Shepherdess

Shepherdess: Mother-in-law. Daughter-in-law.

Friction between in-laws doesn't have to develop, as the love of Naomi and Ruth so beautifully demonstrates.

By Retha H. Eldridge, a wife, mother, mother-in-law, and grandmother. After spending many years as a missionary
wife in the Far East, she now lives with her husband in North Carolina.

 

Dear Shepherdess: Each month my mail brings me many interesting letters from the various Shepherdess organizations throughout North America. What a pleasure it is to keep in touch with these local groups of pastors' wives and other ladies involved in the work of the church! Each communication has such a variety and originality all its own that it just isn't fair for me to keep all this good material to myself. So I decided I should share some of these pages with you this month. I am indebted to the newsletter from Marvel Boggess, president of the Michigan Shepherdess group, for this excellent treatment of a very important subject in human relations. No doubt many of you are already mothers-in-law. Others are preparing for that experience, and most of us are someone's daughter-in-law. The following article was a joy and a blessing to me, and I know you will feel the same. With love, Kay.

Is there any figure more often the subject of jokes than the mother-in-law? Her efforts to adjust to this new member of the family (her child's husband or wife) have been admittedly awkward at times, and the reason is not hard to find.

Such fundamental shifts in family relationships are often fertile breeding grounds for problems and misunderstandings. Yet it doesn't have to be so. Naomi, an Old Testament mother-in-law, shows us that friction between a mother-in-law and her daughter-in-law is not inevitable. If you find yourself in either of these unaccustomed roles, take courage from Ruth and Naomi!

Their story is a beautiful one. At a time of national calamity, a Jewish family living in Bethlehem decided to find a new home, no doubt only temporarily, they thought. The normally fertile country of Judah, a rugged plateau west of the Dead Sea, was being ravaged by famine because of a lack of rain. The wheat, the barley, the grape vineyards, and the groves of olive trees had withered, and famine followed.

Data extract:

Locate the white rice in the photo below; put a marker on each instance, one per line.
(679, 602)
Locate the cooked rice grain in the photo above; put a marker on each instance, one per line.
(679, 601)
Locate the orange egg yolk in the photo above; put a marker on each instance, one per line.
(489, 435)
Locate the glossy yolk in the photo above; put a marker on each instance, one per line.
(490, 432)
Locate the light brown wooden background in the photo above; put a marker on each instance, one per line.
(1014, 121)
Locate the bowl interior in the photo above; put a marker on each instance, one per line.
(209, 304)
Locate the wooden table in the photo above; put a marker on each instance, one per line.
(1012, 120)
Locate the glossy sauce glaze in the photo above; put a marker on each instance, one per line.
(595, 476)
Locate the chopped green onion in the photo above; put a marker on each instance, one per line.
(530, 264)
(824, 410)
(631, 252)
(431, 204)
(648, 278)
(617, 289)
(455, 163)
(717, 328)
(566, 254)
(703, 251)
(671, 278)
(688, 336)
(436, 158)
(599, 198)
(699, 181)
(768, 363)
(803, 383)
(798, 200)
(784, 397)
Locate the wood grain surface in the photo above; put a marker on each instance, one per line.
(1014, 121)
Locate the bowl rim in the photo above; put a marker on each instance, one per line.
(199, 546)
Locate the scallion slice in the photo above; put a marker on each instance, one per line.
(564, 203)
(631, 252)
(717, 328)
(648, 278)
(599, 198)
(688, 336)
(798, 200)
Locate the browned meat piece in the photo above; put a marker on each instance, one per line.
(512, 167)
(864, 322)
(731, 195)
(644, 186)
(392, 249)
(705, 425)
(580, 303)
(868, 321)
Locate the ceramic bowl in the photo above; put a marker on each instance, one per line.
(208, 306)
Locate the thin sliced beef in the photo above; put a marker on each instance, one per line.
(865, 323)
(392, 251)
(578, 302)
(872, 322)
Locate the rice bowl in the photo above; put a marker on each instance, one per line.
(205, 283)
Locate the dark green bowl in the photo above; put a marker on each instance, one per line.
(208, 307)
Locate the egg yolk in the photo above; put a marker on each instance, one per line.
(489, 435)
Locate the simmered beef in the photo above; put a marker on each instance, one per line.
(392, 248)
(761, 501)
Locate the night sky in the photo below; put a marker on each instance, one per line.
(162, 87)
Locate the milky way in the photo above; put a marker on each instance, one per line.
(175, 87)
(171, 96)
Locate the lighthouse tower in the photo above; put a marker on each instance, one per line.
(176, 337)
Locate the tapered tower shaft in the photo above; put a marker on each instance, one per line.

The problem: Can you reproduce a passage of the Shepherdess article word for word, beginning at the words "Friction between in-laws" and stopping after "in North Carolina."? The entries have nothing to do with the Shepherdess article.

Worked solution:
Friction between in-laws doesn't have to develop, as the love of Naomi and Ruth so beautifully demonstrates.

By Retha H. Eldridge, a wife, mother, mother-in-law, and grandmother. After spending many years as a missionary
wife in the Far East, she now lives with her husband in North Carolina.